— TRY IT —
An exact copy of every record is needed, with all pictures omitted.

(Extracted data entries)
****
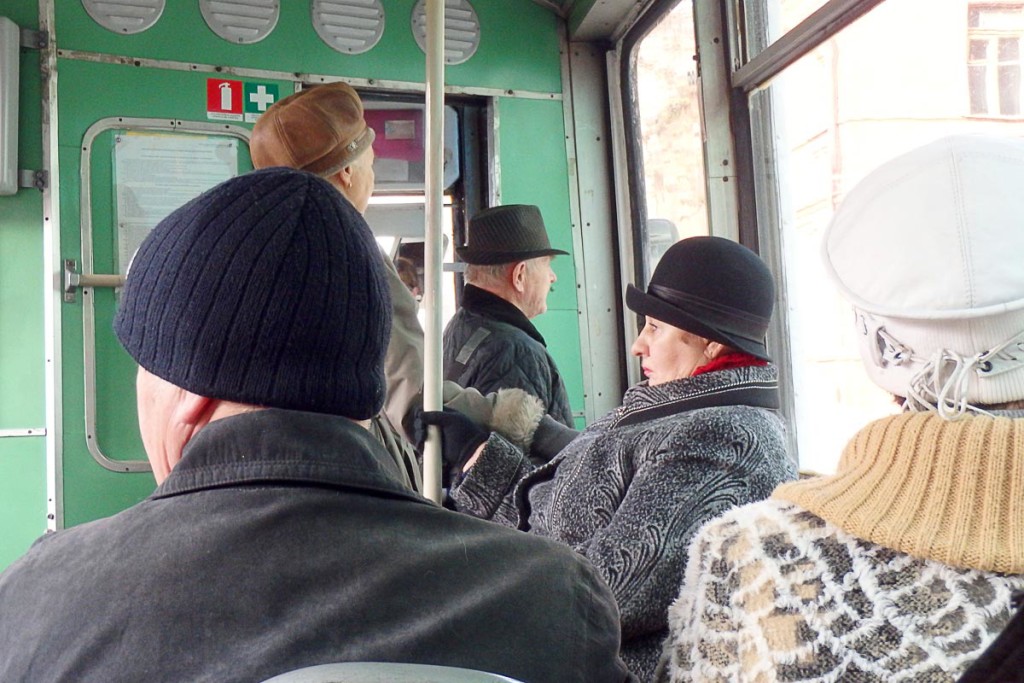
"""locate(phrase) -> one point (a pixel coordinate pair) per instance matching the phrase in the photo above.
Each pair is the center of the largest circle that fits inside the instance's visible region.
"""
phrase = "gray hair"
(487, 274)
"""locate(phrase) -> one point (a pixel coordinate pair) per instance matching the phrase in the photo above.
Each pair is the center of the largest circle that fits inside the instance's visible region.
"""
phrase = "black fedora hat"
(506, 235)
(713, 288)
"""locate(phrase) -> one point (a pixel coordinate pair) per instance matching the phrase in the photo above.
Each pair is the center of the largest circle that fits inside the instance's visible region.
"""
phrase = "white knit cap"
(929, 249)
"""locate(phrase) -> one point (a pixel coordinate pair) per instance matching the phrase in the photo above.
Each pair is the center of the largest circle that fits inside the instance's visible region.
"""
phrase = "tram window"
(772, 18)
(836, 114)
(994, 33)
(669, 108)
(397, 222)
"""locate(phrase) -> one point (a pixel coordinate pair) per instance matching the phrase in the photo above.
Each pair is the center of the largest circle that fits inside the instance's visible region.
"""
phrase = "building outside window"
(994, 33)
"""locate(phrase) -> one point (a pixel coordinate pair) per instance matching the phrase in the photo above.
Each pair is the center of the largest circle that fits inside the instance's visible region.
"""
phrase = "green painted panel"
(152, 93)
(535, 170)
(23, 495)
(23, 460)
(89, 489)
(23, 12)
(181, 35)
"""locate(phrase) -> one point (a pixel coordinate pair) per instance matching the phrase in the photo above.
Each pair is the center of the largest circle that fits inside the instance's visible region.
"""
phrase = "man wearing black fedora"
(491, 344)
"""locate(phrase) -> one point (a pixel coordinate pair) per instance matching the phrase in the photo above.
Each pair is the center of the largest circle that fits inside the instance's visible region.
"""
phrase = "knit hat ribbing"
(946, 491)
(267, 290)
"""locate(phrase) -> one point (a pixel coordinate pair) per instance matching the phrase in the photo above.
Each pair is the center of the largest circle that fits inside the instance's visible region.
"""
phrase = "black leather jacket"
(491, 345)
(283, 540)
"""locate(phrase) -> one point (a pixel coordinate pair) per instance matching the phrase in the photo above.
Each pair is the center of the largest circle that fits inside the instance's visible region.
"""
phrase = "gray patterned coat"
(629, 498)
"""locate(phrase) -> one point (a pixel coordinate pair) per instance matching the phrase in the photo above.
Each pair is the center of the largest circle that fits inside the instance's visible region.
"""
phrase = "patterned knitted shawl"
(630, 498)
(889, 570)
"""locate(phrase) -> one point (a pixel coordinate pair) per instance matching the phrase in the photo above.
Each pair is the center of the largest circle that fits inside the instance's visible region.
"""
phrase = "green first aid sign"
(257, 97)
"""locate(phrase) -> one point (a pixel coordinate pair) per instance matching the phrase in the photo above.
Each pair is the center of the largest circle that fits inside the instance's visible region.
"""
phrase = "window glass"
(837, 114)
(994, 32)
(668, 93)
(397, 221)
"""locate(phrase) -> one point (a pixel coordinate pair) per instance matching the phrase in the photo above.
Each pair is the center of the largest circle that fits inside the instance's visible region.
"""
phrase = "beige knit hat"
(929, 249)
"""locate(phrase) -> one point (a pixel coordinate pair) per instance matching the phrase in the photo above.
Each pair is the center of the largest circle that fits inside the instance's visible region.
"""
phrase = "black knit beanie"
(267, 290)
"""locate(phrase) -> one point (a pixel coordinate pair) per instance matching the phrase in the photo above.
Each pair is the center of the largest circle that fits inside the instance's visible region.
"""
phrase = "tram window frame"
(995, 80)
(463, 199)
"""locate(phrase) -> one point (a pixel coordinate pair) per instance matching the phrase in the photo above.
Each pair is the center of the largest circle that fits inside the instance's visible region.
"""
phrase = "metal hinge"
(29, 178)
(74, 280)
(35, 40)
****
— ANSWER SECTION —
"""locate(phrase) -> one point (a pixel coordinate pair) per instance matching the phrase in the photo above.
Each pair is the center of the largest circle that fits inside the instance's visible region.
"""
phrase = "gray hair"
(487, 274)
"""locate(phrase) -> one point (a pixel coordinate pair) per instance matching the phrase in the photo above.
Each pair is the center of the largest circle that fits inside the instance's visible region.
"""
phrase = "black fedora hat"
(506, 235)
(713, 288)
"""locate(phrase) -> one point (a pixel coordinate pair) per instance matching the phrase in the photo above.
Each pair is the center of the largest circle that fits inside the instance's visible region.
"""
phrase = "white knit cap"
(929, 249)
"""locate(phrase) -> one point (a pixel coordinate pair) per instance matching the phrase in the photo above.
Each pair is the center of the largest circle that fits inside the instance's visible region.
"""
phrase = "tram window"
(772, 18)
(836, 114)
(994, 33)
(669, 108)
(397, 222)
"""locate(phrase) -> one point (a pixel coordinate pair) per instance matching the phrase in the photo above.
Each pair is the center of the largest circle that fits inside the instance's visible region.
"""
phrase = "building outside window"
(994, 33)
"""locate(phrase) -> one point (a pixel coordinate pair) per instance matching the phrase in the photo above.
Each pair is the center of the largest circle that fits inside the instance's visible region.
"""
phrase = "green painted panel"
(152, 93)
(535, 170)
(23, 495)
(23, 460)
(89, 489)
(23, 12)
(181, 35)
"""locate(phrase) -> one point (a pixel coordinate pair) per instance matching the phrase in the photo above.
Each pair is the center of the largest circle that fits inside the instance's visible region.
"""
phrase = "man wearing black fedora"
(491, 344)
"""locate(phrase) -> one point (a pixel coordinate pair) per instance matching the phrase in the photo above.
Each pair is the center of the largest circle that fits inside the instance's visible region.
"""
phrase = "knit hat ribbing"
(946, 491)
(267, 290)
"""locate(phrase) -> one point (a pixel coordinate pair) per instance matching the phrase in the photo above.
Each pair is the center of the largest circle that fits inside the instance's visible region.
"""
phrase = "black leather jacket"
(491, 345)
(283, 540)
"""locate(phrase) -> one point (a pixel coordinate pair) per instance matching the phrase in the photo above.
Each pair is the center of the largest circle that fits inside the instance's visible region.
"""
phrase = "gray patterned coat"
(629, 498)
"""locate(phrase) -> one point (a pixel coordinate pair) per instance matching the phrase in the photo above.
Each pair is the center of the largest circle that fits inside the instance's visible region.
"""
phrase = "patterned knitted shawl"
(630, 498)
(889, 570)
"""locate(phrase) -> one point (a pixel coordinate pair) per instance matching the phrase in the photo above.
Each pair is the center of the largest circle that fits inside the instance's visible region.
"""
phrase = "green first aid sign"
(257, 97)
"""locate(phrase) -> one point (a pixel coordinate pair) per instance matching the phrase in the photo above.
Each pair is the center of the largest circle that fits inside the instance's visible region.
"""
phrase = "window glass"
(837, 114)
(994, 32)
(668, 93)
(397, 221)
"""locate(phrase) -> one point (a pixel coordinate pair) per instance matching the phrase in the photo above.
Each pair is the center of the largest circle that fits inside the instance's visible region.
"""
phrase = "beige knit hat"
(929, 249)
"""locate(phrase) -> one point (a pixel coordinate pair) per instance matching the phrase in the photo above.
Each pair is the center of the largest circle that fits inside the instance's visible region.
"""
phrase = "black knit beanie"
(267, 290)
"""locate(phrase) -> one point (a pixel coordinate pair) per instance matching the phrase in the photo above.
Each pair is the center of the largest circle that fits inside the instance's visible region.
"""
phrase = "tram window frame"
(995, 80)
(463, 199)
"""locate(phrase) -> one point (a pixel coordinate pair) per instance matching the phrase in the photo above.
Each pair is the center of the largest circle that fits inside the instance's visible region.
"""
phrase = "metal hinge"
(29, 178)
(74, 280)
(35, 40)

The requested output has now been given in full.